▶ Exercise requirements
Please repeat the data exactly, leaving nothing out.

▶ Material for the task
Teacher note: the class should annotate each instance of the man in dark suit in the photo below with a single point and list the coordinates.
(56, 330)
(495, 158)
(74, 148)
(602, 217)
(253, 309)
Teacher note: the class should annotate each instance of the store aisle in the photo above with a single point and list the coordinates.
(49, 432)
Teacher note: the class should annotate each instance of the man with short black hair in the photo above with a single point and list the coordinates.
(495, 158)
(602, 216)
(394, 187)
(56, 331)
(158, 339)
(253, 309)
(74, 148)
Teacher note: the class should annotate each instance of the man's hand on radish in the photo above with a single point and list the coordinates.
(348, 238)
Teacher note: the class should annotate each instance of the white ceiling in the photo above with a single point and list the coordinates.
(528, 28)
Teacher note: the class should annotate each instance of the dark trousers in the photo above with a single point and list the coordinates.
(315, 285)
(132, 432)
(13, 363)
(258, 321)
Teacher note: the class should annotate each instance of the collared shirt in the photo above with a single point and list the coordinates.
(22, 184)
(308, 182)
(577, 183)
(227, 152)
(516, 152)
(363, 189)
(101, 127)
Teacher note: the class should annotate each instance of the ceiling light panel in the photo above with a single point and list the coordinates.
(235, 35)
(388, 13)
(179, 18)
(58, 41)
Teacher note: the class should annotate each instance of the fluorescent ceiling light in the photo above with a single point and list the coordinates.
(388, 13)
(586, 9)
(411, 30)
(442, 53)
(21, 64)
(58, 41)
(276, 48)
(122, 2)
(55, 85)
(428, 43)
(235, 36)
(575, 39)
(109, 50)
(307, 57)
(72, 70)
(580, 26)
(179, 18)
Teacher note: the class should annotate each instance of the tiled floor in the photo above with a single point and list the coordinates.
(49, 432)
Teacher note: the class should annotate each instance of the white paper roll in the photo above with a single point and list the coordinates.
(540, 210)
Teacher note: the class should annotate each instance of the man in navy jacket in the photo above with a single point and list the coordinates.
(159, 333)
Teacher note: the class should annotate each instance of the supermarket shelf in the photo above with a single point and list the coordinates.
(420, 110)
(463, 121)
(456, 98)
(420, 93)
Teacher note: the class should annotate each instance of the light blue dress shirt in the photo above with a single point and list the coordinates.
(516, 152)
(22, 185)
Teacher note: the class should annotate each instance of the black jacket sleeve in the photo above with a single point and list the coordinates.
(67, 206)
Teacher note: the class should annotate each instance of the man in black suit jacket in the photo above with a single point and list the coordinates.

▶ Response area
Teacher note: the class should annotate each instance of the man in dark suit in the photo below with a single point and list the coordinates.
(56, 330)
(495, 158)
(74, 148)
(602, 217)
(253, 309)
Teacher note: the class should annotate each instance of the store aisle in the photo above with a single point and list the coordinates.
(49, 432)
Teacher note: the class should annotate each instance of the man with short black hair in the photo above with a single point and list the coordinates.
(495, 158)
(602, 216)
(394, 187)
(56, 331)
(158, 339)
(253, 309)
(74, 148)
Teacher note: the class should annotate each instance of the man's hand on radish in the photo above with a single point and list the coordinates.
(348, 238)
Teacher note: the class should annotate each instance of the white ceiling in the photo above with a single point and list the coordinates.
(528, 28)
Teacher note: the class should annotate each instance of the dark trousers in the photo above with a single point and list the coordinates.
(315, 285)
(132, 432)
(13, 363)
(258, 321)
Teacher note: the class should annotate each instance of the collared shirt in the photo above with a single point and list the coordinates.
(22, 184)
(308, 182)
(577, 183)
(227, 152)
(516, 152)
(363, 189)
(101, 127)
Teacher note: the class should annotate each instance of the ceiling light panel in the photo above with a single point and list the coordinates.
(235, 35)
(388, 13)
(179, 18)
(58, 41)
Teacher note: the class should annotate each instance of the fluorescent ceiling light in the photo above with a single point and list the coordinates.
(388, 13)
(586, 9)
(411, 30)
(442, 53)
(21, 64)
(58, 41)
(276, 48)
(122, 2)
(55, 85)
(428, 43)
(235, 36)
(575, 39)
(109, 50)
(307, 57)
(72, 70)
(580, 26)
(179, 18)
Teacher note: the class should annotate each instance of the tiled floor in the photo above with a single point and list the coordinates.
(49, 432)
Teacher note: the class should annotate each instance of the white paper roll in the photo above with a single point and list the coordinates.
(540, 210)
Teacher note: the class should annotate each instance of the man in navy jacket in the photo above with a single point and list the coordinates.
(159, 333)
Teacher note: the class should annotate each instance of the supermarket shelf in the photo above with a single point and list the coordinates.
(420, 110)
(463, 121)
(456, 98)
(420, 93)
Teacher note: the class should annotate each instance of the light blue dress shirt in the photo above with a single point and list the coordinates.
(516, 152)
(22, 185)
Teacher note: the class should annotate each instance of the black jacket sleeve in the photo above with a single point and list the coordinates.
(67, 206)
Teacher note: the class should annotate each instance of the man in black suit jacket in the photo above with a single point and list the coordinates.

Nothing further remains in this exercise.